Filter the material below so that only lines containing "trunk" remain.

------------------------------

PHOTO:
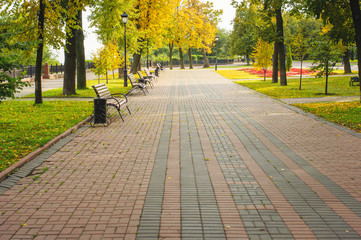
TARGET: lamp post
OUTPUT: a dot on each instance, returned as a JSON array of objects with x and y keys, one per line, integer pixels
[
  {"x": 217, "y": 38},
  {"x": 125, "y": 19}
]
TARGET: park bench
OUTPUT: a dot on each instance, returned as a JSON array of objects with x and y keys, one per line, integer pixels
[
  {"x": 116, "y": 100},
  {"x": 150, "y": 75},
  {"x": 136, "y": 85},
  {"x": 354, "y": 80},
  {"x": 144, "y": 80}
]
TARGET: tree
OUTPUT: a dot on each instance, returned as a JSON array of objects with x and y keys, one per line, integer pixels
[
  {"x": 8, "y": 85},
  {"x": 70, "y": 60},
  {"x": 80, "y": 54},
  {"x": 263, "y": 56},
  {"x": 40, "y": 21},
  {"x": 356, "y": 16},
  {"x": 244, "y": 33},
  {"x": 325, "y": 54},
  {"x": 338, "y": 14},
  {"x": 300, "y": 50}
]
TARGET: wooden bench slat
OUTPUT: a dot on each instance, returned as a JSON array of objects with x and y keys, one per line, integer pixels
[{"x": 102, "y": 92}]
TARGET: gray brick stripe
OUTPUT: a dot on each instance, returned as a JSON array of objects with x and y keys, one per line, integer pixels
[
  {"x": 307, "y": 204},
  {"x": 151, "y": 215},
  {"x": 200, "y": 215},
  {"x": 334, "y": 188},
  {"x": 261, "y": 224}
]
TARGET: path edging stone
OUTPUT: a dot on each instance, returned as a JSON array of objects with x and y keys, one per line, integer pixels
[{"x": 4, "y": 174}]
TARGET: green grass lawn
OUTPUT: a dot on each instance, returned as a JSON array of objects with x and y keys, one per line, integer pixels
[
  {"x": 234, "y": 74},
  {"x": 311, "y": 87},
  {"x": 345, "y": 113},
  {"x": 25, "y": 127},
  {"x": 114, "y": 86}
]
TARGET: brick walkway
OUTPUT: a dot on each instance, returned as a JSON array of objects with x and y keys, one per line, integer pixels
[{"x": 199, "y": 158}]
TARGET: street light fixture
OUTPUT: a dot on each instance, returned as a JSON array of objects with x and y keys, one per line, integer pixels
[
  {"x": 125, "y": 20},
  {"x": 217, "y": 38}
]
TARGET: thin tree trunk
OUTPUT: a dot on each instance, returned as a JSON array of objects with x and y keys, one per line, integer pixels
[
  {"x": 326, "y": 87},
  {"x": 264, "y": 74},
  {"x": 346, "y": 62},
  {"x": 301, "y": 76},
  {"x": 275, "y": 63},
  {"x": 205, "y": 59},
  {"x": 281, "y": 45},
  {"x": 356, "y": 15},
  {"x": 70, "y": 64},
  {"x": 80, "y": 55},
  {"x": 136, "y": 63},
  {"x": 190, "y": 58},
  {"x": 39, "y": 55},
  {"x": 181, "y": 58},
  {"x": 171, "y": 55}
]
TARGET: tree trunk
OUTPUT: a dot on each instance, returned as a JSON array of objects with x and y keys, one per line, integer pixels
[
  {"x": 39, "y": 55},
  {"x": 356, "y": 16},
  {"x": 264, "y": 74},
  {"x": 171, "y": 55},
  {"x": 181, "y": 58},
  {"x": 190, "y": 58},
  {"x": 326, "y": 87},
  {"x": 300, "y": 87},
  {"x": 70, "y": 63},
  {"x": 80, "y": 55},
  {"x": 136, "y": 63},
  {"x": 346, "y": 62},
  {"x": 205, "y": 59},
  {"x": 281, "y": 47},
  {"x": 275, "y": 64}
]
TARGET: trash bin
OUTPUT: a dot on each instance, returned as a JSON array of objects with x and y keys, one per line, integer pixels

------------------------------

== Exercise solution ==
TARGET: thin tree trunk
TARGET: tree trunk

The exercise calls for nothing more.